(Rows from a dataset of box labels)

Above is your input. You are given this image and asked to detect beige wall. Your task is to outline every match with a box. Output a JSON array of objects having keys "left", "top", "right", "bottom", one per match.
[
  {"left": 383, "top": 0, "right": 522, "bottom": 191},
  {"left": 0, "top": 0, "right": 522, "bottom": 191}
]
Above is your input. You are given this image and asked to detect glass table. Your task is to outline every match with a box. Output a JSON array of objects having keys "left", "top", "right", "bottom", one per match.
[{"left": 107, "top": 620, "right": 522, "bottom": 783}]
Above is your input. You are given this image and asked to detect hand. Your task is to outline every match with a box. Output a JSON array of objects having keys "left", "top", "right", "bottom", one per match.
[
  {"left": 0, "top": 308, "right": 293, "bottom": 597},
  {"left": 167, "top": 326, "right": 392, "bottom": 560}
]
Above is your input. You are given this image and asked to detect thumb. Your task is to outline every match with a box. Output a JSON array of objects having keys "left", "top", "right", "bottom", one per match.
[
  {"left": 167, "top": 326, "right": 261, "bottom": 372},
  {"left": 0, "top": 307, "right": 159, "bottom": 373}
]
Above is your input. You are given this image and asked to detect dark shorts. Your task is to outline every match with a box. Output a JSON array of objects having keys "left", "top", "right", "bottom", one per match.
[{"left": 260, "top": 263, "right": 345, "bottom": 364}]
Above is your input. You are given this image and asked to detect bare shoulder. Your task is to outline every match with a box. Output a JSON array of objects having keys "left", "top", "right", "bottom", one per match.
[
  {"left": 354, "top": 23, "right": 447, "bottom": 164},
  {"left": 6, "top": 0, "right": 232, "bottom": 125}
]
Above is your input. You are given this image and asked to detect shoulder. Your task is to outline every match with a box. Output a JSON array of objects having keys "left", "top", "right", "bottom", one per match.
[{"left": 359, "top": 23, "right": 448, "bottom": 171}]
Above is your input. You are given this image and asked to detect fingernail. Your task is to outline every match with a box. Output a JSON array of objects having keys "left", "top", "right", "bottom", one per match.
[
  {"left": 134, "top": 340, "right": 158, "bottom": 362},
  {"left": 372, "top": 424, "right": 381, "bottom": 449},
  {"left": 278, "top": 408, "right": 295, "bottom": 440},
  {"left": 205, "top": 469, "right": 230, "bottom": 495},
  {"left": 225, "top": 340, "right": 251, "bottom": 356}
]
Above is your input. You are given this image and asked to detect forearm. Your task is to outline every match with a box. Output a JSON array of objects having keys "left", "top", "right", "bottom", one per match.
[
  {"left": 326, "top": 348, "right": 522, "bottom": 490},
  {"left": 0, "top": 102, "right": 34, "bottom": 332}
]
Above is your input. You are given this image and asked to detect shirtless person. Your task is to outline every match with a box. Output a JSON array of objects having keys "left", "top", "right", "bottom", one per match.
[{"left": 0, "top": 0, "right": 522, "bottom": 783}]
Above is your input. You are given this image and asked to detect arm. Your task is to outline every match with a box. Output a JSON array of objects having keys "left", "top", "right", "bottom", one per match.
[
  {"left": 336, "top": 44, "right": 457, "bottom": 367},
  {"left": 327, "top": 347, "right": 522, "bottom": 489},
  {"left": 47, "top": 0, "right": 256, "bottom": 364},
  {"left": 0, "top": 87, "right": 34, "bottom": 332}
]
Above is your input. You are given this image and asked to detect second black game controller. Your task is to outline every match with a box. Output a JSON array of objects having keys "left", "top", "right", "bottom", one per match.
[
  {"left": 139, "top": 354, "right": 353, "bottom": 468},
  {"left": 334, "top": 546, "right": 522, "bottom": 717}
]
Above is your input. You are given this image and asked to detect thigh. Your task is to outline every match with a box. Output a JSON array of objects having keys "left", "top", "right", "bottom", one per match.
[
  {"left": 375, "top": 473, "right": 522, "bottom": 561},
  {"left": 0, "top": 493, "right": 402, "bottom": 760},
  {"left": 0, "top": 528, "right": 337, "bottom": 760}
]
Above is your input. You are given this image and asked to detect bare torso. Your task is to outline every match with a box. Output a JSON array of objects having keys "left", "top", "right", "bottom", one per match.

- **WRITTEN PROBLEM**
Convert the material above into a JSON array of strings, one string per line, leaving out any blank lines.

- **SOLUTION FOR THIS EXERCISE**
[
  "Above is your input. You are given this image and asked to detect beige wall. Your task is to outline every match with a box. Output a JSON array of objects having keys \"left\", \"top\", \"right\", \"bottom\", one per match.",
  "[",
  "  {\"left\": 383, \"top\": 0, \"right\": 522, \"bottom\": 191},",
  "  {\"left\": 0, \"top\": 0, \"right\": 522, \"bottom\": 191}",
  "]",
  "Above is your input. You are given this image and asked to detect glass table. Your task is to outline every match with a box. Output a JSON array of objects having keys \"left\", \"top\", \"right\", \"bottom\", one per match.",
  "[{\"left\": 107, \"top\": 620, \"right\": 522, \"bottom\": 783}]",
  "Above is your input. You are given this image and asked to detect hand. Your task is to outline every match with a box. Output a JSON array of objects having keys \"left\", \"top\", \"right\", \"bottom\", one per match.",
  "[",
  "  {\"left\": 0, \"top\": 308, \"right\": 293, \"bottom\": 597},",
  "  {\"left\": 167, \"top\": 326, \"right\": 392, \"bottom\": 560}",
  "]",
  "Above is your input. You are given this image and asked to detect thumb. Your task is to outline every match with a box. Output a JSON array of objects having keys \"left\", \"top\", \"right\", \"bottom\", one per match.",
  "[",
  "  {\"left\": 167, \"top\": 326, \"right\": 261, \"bottom\": 372},",
  "  {\"left\": 0, \"top\": 307, \"right\": 159, \"bottom\": 373}",
  "]",
  "Above is your input. You are given this image and asked to detect dark shorts. Your task is to outline every match with a box. Output a JSON array of objects having keys \"left\", \"top\", \"right\", \"bottom\", one per match.",
  "[{\"left\": 260, \"top\": 263, \"right\": 345, \"bottom\": 364}]",
  "Above is your input. You are given this image and asked to detect bare shoulder. Your task is to outline every match with a box. Output a JSON array of objects having keys \"left\", \"top\", \"right\", \"bottom\", one per match.",
  "[",
  "  {\"left\": 354, \"top\": 23, \"right\": 447, \"bottom\": 164},",
  "  {\"left\": 6, \"top\": 0, \"right\": 232, \"bottom\": 125}",
  "]",
  "Above is your input. You are given this image and asked to detect shoulder. Your task is to outline every match with a box. Output a JSON array of objects having keys \"left\", \"top\", \"right\", \"bottom\", one per match.",
  "[{\"left\": 359, \"top\": 23, \"right\": 448, \"bottom\": 171}]",
  "Above is your input. You are given this image and asked to detect fingernail. Your task is to outline every match with a box. Output a JSON array of objects having keys \"left\", \"top\", \"right\", \"bottom\", one per match.",
  "[",
  "  {\"left\": 134, \"top\": 340, \"right\": 158, \"bottom\": 362},",
  "  {\"left\": 372, \"top\": 424, \"right\": 381, \"bottom\": 449},",
  "  {\"left\": 278, \"top\": 408, \"right\": 295, \"bottom\": 440},",
  "  {\"left\": 205, \"top\": 469, \"right\": 230, \"bottom\": 495},",
  "  {\"left\": 225, \"top\": 340, \"right\": 251, \"bottom\": 356}",
  "]",
  "Above is your input. You are given this image and asked to detect forearm. Your task is to outline every match with a box. Output a JSON array of objects having keys \"left\", \"top\", \"right\", \"bottom\", one per match.",
  "[",
  "  {\"left\": 326, \"top\": 348, \"right\": 522, \"bottom\": 490},",
  "  {\"left\": 0, \"top\": 102, \"right\": 34, \"bottom\": 332}",
  "]",
  "Above is your input. You are given this image and asked to detect shirtless person. Your task is to outline every match with a box. Output a JSON array of objects having keys \"left\", \"top\", \"right\", \"bottom\", one per match.",
  "[{\"left\": 0, \"top\": 0, \"right\": 522, \"bottom\": 783}]",
  "Above is your input. You are given this image and asked to detect arm. Your task is to outline every match with a box. Output a JSON array of objects having keys \"left\", \"top\", \"right\", \"bottom\", one per match.",
  "[",
  "  {\"left\": 336, \"top\": 44, \"right\": 457, \"bottom\": 367},",
  "  {\"left\": 327, \"top\": 347, \"right\": 522, \"bottom\": 489},",
  "  {\"left\": 47, \"top\": 0, \"right\": 256, \"bottom\": 364},",
  "  {\"left\": 0, \"top\": 87, \"right\": 34, \"bottom\": 332}",
  "]",
  "Above is your input. You are given this image and asked to detect second black game controller. Your task is to outline every match with a box. Output a JSON array of objects having keys \"left\", \"top\", \"right\", \"bottom\", one per match.",
  "[",
  "  {\"left\": 139, \"top\": 354, \"right\": 353, \"bottom\": 468},",
  "  {\"left\": 334, \"top\": 546, \"right\": 522, \"bottom\": 717}",
  "]",
  "Above is your input. You are given this image and asked to detect thigh. Your task is to outline every match with a box. Output a JSON array of objects having keys \"left\", \"top\", \"right\", \"bottom\", one per match.",
  "[",
  "  {\"left\": 375, \"top\": 473, \"right\": 522, \"bottom\": 561},",
  "  {\"left\": 0, \"top\": 493, \"right\": 402, \"bottom\": 760},",
  "  {\"left\": 0, \"top\": 528, \"right\": 337, \"bottom\": 760}",
  "]",
  "Above is your input. You are given this image and asked to detect bare torso. Your task is to outline every match with a box. Output a JSON array of objects having keys \"left\", \"top\", \"right\", \"bottom\", one per match."
]